### Exercise text
= Beginning of Section =
Furthermore, even though the Coconut Bar is labeled “Coconut Bar” and “with Organic Dark Chocolate is shown as a subtitle, you won’t find this bar under Oskri Bars on Oskri’s website or its subcategory of Coconut Bars. Instead it’s shown under Chocolate Bars, and is referred to as an Organic Dark Chocolate Bar. Similarly, there is no category for Quinoa Bars even though “Quinoa Bar” is shown on the label of the bar. Instead, these bars are shown under the Sesame Bars category. More confusion from Oskri.
A few more important things should be noted. First, I inquired about the Barley Coffee shown on Oskri’s site, and the potential for cross contamination with the other products that were gluten free.
Shirley: All of your bars are shown to be gluten-free on the packaging and on your site. However, you also produce barley coffee. Do you certify your products gluten free through a third-party inspection source like GFCO or via in-house Elisa testing to ensure that no barley makes its way into the bars? How do you ensure that your bars stay gluten free?
Oskri: Oskri Barley Coffee is produced at a third party facility, away from the Oskri Bars. Oskri stores the Barley Coffee separate within the facility to ensure that our bars stay Gluten Free.
Note that Oskri did not respond to my question on their testing methods to ensure their products are gluten free. I also inquired about the ingredients conflict.
Shirley: You list the ingredients of the bars on your site, but I don’t believe they actually are in the order they appear on the labels with the main ingredient first, and so on.
Oskri: The website lists the ingredients the same way that they are listed on the bars wrappers.
My sampling was a very small one, but I still thought I’d share my impressions on these two flavors of Oskri bars. I also wanted to share my findings on Oskri bars in a general sense … their ingredients, testing, etc. I admit that I’m a tough critic and not a fan of protein bars. Frankly, I still haven’t found one that beats eating an apple and some nuts (or nut butter spread on the apple), but I had neither of those in the Charlotte airport that day. You can also read Amazon reviews for more insight on Oskri’s products.
= End of Section =
### Stored records
= Beginning of Section =
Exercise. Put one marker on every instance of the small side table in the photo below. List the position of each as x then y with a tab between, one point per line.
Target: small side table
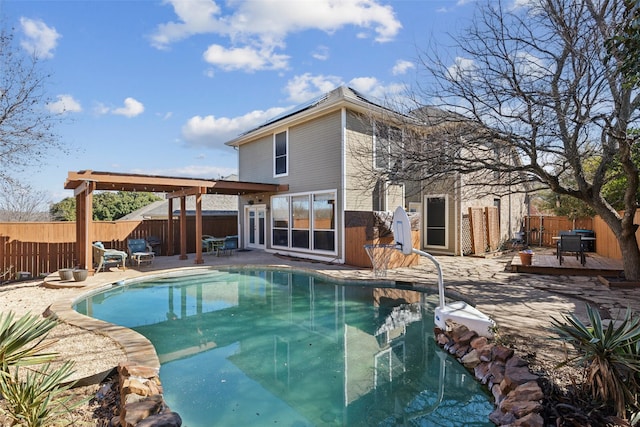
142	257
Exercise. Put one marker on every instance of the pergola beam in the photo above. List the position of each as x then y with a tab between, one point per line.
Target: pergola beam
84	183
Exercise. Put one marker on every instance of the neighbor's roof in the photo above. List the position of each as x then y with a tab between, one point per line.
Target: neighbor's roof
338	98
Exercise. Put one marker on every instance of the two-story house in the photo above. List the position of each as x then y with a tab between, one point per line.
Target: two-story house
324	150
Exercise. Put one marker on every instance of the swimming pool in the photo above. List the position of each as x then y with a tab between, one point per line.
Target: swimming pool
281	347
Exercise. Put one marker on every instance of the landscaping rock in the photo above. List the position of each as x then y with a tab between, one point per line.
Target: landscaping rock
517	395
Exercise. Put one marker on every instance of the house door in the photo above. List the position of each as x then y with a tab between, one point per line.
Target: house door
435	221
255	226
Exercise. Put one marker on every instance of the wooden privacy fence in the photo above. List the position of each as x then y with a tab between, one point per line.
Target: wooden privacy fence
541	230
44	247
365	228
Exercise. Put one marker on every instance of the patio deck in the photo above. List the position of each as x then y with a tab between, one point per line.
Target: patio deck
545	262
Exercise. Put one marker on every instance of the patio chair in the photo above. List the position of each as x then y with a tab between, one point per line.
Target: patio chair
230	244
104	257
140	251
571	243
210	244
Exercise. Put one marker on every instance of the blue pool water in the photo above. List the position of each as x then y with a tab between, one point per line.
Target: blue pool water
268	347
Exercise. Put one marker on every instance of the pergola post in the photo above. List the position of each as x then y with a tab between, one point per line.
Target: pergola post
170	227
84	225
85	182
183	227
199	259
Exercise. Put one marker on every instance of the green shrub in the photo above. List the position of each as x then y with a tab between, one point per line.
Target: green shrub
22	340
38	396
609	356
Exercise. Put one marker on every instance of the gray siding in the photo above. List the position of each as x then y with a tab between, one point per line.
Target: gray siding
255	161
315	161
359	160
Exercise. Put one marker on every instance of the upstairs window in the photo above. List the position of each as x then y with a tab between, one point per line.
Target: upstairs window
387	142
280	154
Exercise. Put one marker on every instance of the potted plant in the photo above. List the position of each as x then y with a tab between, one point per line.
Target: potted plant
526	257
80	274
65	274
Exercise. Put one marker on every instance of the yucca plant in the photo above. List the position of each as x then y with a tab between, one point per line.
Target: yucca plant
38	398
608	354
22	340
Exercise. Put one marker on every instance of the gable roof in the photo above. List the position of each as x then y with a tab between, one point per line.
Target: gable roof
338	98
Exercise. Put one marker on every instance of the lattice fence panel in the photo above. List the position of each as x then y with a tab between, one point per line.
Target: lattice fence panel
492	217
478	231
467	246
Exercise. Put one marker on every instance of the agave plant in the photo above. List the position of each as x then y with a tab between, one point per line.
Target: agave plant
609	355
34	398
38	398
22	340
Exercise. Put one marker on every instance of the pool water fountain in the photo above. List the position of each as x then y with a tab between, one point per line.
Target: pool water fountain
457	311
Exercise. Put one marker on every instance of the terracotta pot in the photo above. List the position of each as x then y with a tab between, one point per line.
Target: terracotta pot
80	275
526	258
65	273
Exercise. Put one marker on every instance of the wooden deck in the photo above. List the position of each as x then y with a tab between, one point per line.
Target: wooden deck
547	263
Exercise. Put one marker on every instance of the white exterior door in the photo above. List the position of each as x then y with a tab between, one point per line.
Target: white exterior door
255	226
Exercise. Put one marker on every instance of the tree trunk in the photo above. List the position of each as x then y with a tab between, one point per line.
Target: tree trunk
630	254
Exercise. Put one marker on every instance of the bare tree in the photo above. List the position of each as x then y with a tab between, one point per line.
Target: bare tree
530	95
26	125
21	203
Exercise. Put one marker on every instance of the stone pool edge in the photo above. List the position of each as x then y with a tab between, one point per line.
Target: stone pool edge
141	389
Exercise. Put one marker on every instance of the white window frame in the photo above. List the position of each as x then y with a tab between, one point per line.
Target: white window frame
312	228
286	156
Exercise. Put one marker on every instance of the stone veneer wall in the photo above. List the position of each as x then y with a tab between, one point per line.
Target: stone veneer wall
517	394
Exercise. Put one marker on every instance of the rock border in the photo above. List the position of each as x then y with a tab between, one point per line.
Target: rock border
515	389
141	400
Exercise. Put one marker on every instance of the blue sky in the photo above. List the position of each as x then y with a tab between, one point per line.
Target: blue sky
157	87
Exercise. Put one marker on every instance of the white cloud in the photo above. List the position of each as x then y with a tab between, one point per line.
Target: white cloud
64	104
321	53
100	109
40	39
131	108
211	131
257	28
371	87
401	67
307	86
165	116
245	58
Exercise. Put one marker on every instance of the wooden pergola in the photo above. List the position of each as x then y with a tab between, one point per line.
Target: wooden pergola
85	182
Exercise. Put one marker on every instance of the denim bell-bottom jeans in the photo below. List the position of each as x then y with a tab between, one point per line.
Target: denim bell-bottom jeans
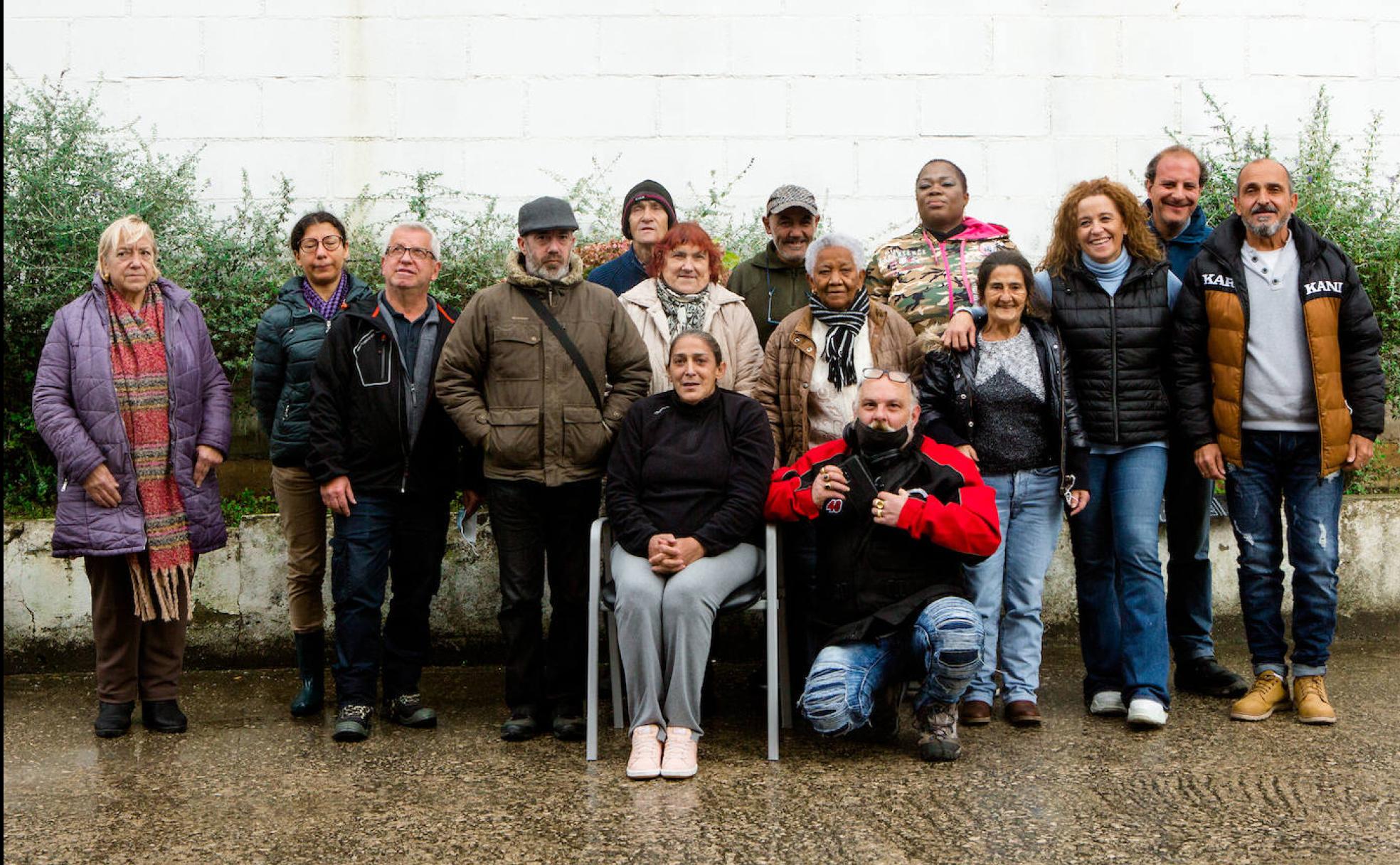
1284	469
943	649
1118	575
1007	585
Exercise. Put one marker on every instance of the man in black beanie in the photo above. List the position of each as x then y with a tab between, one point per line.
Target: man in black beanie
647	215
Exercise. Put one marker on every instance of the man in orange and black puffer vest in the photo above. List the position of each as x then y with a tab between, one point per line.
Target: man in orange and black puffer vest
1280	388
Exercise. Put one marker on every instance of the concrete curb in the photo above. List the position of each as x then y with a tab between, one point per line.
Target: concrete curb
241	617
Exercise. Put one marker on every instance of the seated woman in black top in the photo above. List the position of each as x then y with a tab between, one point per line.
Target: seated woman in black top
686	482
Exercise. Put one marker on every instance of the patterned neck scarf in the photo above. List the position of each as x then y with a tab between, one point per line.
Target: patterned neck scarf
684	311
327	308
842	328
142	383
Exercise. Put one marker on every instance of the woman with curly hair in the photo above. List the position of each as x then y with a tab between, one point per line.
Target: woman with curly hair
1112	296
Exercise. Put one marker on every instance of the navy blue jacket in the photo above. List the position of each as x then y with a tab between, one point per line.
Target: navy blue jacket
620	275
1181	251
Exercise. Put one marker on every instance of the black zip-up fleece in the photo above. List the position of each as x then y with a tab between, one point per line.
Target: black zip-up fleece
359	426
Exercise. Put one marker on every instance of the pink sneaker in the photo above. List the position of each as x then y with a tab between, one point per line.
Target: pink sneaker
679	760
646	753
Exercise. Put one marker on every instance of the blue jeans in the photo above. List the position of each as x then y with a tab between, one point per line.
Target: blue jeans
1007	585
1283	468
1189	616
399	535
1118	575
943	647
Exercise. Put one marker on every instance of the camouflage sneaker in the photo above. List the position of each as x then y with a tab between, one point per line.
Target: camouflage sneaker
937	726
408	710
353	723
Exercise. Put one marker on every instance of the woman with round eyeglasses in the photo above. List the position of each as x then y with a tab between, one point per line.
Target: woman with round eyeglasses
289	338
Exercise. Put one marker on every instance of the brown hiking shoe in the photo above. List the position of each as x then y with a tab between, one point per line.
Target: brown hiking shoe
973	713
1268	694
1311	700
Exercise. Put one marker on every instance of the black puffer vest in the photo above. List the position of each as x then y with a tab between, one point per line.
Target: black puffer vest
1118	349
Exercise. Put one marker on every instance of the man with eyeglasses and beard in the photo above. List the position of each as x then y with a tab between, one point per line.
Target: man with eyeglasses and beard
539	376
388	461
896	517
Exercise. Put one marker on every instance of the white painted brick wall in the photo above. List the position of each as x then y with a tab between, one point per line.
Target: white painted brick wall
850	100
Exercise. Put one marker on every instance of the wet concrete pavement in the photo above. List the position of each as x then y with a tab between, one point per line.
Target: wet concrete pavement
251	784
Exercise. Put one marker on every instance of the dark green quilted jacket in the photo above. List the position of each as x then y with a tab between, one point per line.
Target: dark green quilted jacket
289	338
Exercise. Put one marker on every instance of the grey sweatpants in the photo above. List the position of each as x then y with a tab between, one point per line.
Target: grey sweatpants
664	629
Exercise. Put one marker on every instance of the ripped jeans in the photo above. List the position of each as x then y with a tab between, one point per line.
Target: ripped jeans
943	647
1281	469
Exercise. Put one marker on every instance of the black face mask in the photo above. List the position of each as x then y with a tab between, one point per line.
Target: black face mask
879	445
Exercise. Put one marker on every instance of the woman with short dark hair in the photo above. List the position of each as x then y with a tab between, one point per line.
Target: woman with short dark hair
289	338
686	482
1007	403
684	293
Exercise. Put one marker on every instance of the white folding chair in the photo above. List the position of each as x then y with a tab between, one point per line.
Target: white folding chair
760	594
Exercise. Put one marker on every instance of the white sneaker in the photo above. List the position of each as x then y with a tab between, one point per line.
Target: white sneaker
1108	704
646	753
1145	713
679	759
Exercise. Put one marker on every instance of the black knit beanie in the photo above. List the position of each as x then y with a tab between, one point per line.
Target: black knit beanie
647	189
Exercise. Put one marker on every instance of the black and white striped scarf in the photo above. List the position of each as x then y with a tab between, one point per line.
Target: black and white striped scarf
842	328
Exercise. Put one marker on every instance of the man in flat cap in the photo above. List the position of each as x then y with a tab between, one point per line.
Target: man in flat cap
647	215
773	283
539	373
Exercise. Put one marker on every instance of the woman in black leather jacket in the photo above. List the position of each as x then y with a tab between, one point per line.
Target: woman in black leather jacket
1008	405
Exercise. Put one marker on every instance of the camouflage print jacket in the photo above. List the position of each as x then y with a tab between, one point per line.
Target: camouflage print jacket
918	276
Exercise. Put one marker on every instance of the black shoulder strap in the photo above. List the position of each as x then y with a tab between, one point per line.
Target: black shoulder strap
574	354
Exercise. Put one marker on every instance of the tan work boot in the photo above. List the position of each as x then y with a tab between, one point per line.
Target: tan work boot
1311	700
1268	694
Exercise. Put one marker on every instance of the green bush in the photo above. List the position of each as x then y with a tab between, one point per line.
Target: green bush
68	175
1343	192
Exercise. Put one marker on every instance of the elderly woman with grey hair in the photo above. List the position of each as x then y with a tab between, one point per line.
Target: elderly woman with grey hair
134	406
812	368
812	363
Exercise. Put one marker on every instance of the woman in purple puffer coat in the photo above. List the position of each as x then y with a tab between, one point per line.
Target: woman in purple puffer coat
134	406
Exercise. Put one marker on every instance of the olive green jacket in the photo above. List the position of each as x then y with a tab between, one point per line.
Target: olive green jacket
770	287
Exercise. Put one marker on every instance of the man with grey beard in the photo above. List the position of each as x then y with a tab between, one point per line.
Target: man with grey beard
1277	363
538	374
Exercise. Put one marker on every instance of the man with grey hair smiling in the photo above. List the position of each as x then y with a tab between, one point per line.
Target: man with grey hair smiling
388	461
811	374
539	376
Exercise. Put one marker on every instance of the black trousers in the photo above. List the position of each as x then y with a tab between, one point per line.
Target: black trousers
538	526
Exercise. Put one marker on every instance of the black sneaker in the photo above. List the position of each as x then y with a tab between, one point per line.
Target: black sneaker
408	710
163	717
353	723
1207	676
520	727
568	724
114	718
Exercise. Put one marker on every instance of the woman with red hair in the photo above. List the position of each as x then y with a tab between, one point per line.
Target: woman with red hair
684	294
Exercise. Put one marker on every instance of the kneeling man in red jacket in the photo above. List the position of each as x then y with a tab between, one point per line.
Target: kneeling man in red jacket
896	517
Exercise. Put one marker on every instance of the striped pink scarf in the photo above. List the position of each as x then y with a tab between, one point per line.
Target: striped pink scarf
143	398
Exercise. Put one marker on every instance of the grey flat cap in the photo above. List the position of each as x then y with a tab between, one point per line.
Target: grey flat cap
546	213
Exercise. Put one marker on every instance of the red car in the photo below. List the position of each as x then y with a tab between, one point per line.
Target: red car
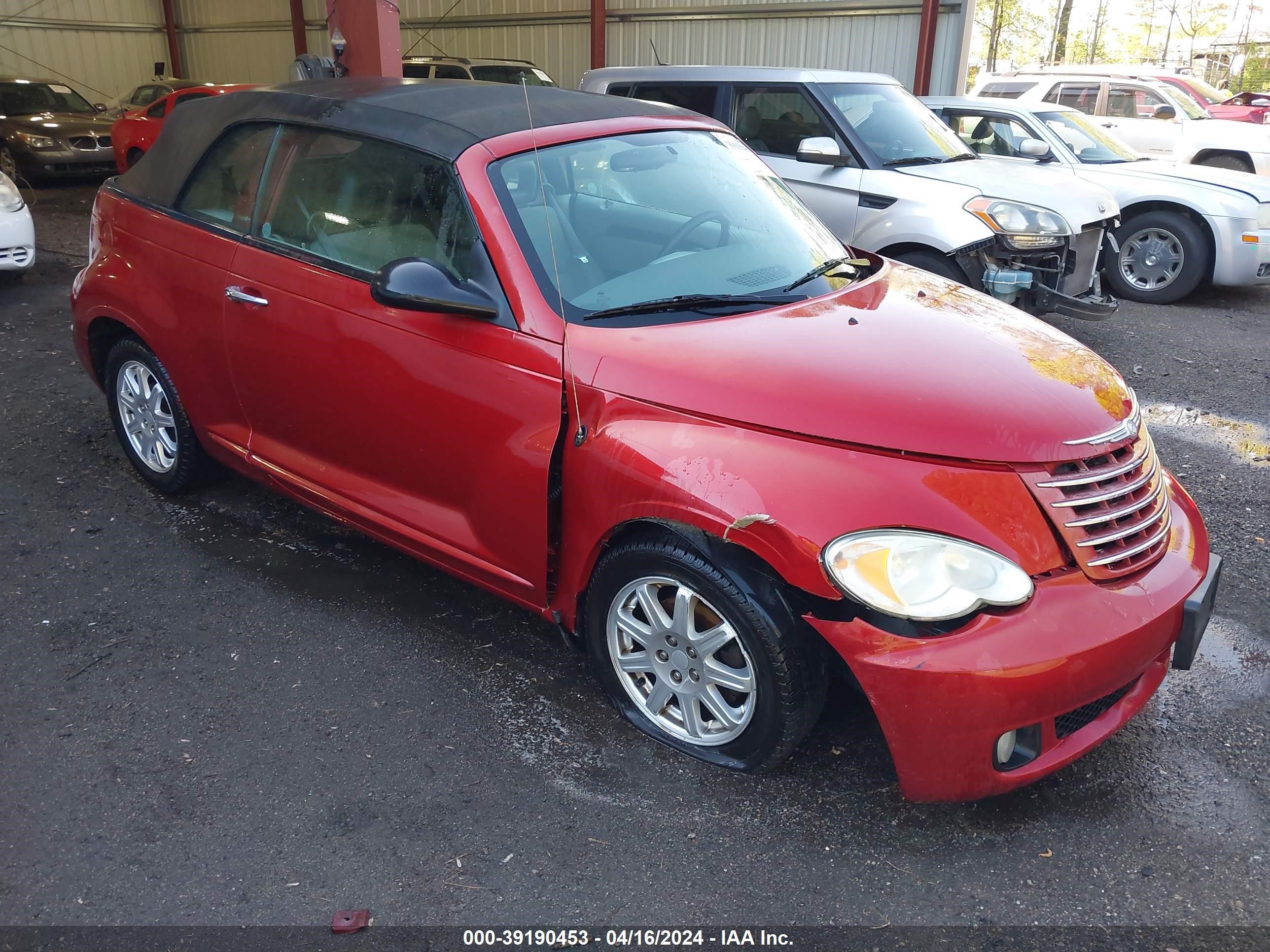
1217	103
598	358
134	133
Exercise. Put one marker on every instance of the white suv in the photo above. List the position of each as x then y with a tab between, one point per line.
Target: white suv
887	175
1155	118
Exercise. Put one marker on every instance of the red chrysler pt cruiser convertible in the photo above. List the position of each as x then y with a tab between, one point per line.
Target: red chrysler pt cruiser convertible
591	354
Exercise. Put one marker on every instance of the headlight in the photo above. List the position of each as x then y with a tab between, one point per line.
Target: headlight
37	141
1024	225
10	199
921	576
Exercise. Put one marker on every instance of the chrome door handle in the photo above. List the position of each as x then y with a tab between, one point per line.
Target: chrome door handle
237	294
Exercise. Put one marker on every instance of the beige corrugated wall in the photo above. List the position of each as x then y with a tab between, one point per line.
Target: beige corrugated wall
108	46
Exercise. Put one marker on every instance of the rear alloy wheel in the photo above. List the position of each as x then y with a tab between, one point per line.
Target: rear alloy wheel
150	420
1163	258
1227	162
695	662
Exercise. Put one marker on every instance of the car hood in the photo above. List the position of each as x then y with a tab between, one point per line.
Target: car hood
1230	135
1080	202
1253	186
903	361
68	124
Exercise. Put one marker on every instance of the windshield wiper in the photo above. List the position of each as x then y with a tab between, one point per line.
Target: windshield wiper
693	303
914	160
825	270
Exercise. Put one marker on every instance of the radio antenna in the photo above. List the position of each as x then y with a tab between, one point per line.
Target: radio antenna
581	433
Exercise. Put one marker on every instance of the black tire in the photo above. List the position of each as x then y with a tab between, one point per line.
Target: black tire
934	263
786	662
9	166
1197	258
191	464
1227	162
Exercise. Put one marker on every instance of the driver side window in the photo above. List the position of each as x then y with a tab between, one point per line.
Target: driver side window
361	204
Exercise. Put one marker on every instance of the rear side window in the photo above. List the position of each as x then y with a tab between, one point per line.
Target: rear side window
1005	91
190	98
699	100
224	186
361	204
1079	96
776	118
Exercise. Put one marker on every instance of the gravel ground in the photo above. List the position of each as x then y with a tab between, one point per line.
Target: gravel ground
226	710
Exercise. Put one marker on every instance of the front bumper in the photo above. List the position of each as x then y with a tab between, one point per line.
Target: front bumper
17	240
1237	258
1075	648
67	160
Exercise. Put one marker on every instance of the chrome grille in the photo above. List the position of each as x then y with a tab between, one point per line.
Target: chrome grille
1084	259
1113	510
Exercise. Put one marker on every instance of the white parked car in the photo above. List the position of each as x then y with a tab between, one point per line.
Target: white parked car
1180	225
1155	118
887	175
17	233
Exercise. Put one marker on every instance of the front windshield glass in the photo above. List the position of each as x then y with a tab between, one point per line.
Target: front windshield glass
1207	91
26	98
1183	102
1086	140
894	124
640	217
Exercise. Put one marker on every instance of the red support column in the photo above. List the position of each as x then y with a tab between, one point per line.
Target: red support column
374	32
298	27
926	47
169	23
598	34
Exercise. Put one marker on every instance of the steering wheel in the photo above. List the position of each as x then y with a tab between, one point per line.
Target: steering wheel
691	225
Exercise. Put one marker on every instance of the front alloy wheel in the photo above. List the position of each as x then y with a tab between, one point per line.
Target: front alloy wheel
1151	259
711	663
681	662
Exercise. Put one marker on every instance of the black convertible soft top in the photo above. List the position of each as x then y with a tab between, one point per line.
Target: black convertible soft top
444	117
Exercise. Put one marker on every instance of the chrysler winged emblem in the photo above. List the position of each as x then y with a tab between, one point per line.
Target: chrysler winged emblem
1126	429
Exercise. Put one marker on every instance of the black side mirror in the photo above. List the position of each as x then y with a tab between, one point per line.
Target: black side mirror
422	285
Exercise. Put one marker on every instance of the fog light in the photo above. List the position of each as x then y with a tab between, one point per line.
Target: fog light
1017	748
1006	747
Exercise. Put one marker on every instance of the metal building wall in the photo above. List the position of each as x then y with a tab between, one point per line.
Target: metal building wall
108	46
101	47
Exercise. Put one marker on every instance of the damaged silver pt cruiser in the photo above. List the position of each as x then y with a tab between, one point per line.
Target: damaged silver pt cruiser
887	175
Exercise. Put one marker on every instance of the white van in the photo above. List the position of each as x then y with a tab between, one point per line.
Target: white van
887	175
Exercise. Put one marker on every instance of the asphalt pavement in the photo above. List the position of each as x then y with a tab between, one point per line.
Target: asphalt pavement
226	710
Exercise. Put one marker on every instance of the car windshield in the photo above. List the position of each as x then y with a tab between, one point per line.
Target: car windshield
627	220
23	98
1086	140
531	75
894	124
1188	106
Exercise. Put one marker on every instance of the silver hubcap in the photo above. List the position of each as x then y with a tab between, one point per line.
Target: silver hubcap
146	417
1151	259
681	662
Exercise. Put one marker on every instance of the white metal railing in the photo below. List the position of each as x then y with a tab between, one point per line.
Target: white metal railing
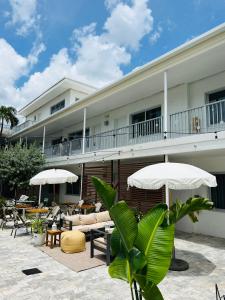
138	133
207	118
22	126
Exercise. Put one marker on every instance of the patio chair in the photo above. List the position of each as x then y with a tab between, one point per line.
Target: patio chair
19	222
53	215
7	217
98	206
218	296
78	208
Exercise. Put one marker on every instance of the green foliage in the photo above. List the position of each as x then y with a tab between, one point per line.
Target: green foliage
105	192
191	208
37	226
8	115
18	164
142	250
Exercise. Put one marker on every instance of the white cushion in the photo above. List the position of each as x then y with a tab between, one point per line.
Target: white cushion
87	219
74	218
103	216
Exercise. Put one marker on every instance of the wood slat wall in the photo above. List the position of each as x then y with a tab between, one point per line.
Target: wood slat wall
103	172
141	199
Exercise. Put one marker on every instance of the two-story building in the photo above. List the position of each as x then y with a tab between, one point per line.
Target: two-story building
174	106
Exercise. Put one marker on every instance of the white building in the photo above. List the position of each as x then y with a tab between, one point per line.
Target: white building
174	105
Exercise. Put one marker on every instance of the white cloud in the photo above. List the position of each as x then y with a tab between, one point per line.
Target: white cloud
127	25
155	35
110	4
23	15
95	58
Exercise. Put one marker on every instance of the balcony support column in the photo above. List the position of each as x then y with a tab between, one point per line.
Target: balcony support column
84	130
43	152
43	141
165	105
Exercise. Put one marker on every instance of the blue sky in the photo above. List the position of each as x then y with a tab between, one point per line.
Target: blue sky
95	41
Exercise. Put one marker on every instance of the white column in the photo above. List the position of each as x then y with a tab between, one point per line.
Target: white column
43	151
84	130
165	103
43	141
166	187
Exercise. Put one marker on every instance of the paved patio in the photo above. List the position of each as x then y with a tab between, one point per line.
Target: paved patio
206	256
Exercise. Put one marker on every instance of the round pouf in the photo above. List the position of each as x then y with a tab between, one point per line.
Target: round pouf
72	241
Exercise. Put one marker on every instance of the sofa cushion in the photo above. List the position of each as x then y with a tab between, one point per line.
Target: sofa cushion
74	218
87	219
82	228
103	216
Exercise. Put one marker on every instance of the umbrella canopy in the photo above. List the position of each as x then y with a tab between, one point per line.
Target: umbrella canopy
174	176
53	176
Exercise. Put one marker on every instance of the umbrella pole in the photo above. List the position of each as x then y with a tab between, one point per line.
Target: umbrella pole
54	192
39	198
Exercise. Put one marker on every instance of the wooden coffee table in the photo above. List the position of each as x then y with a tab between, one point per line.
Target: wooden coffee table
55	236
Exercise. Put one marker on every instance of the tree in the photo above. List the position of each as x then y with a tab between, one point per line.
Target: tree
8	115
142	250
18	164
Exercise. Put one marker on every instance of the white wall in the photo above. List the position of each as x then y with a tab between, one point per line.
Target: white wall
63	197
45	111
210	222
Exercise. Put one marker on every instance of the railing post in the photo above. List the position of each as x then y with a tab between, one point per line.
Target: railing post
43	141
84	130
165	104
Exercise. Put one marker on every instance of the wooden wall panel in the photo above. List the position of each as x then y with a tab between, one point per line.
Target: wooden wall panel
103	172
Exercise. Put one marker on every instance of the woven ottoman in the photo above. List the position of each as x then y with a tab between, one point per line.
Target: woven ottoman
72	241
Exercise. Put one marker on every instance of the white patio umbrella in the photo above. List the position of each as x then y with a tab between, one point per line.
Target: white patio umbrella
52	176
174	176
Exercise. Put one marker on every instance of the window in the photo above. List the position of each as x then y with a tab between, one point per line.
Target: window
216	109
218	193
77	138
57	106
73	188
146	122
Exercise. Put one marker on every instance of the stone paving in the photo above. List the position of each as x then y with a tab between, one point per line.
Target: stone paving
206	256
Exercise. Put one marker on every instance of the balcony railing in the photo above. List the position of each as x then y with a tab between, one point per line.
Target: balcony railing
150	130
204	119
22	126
= End of Section =
### Things to do
a) Answer these questions from the Oskri review:
(i) Under which category on Oskri's website is the Coconut Bar shown?
(ii) Where is Oskri Barley Coffee produced?
(iii) In which airport was the writer on the day mentioned?
b) Please list every category or subcategory that the Oskri review says exists on Oskri's website.
c) Translate this sentence from the Oskri review into Spanish: "Oskri Barley Coffee is produced at a third party facility, away from the Oskri Bars."

### Answers for this exercise
a)
(i) Chocolate Bars
(ii) At a third party facility, away from the Oskri Bars
(iii) The Charlotte airport

b) Oskri Bars, Coconut Bars, Chocolate Bars, Sesame Bars

c) Oskri Barley Coffee se produce en una instalación de terceros, lejos de las Oskri Bars.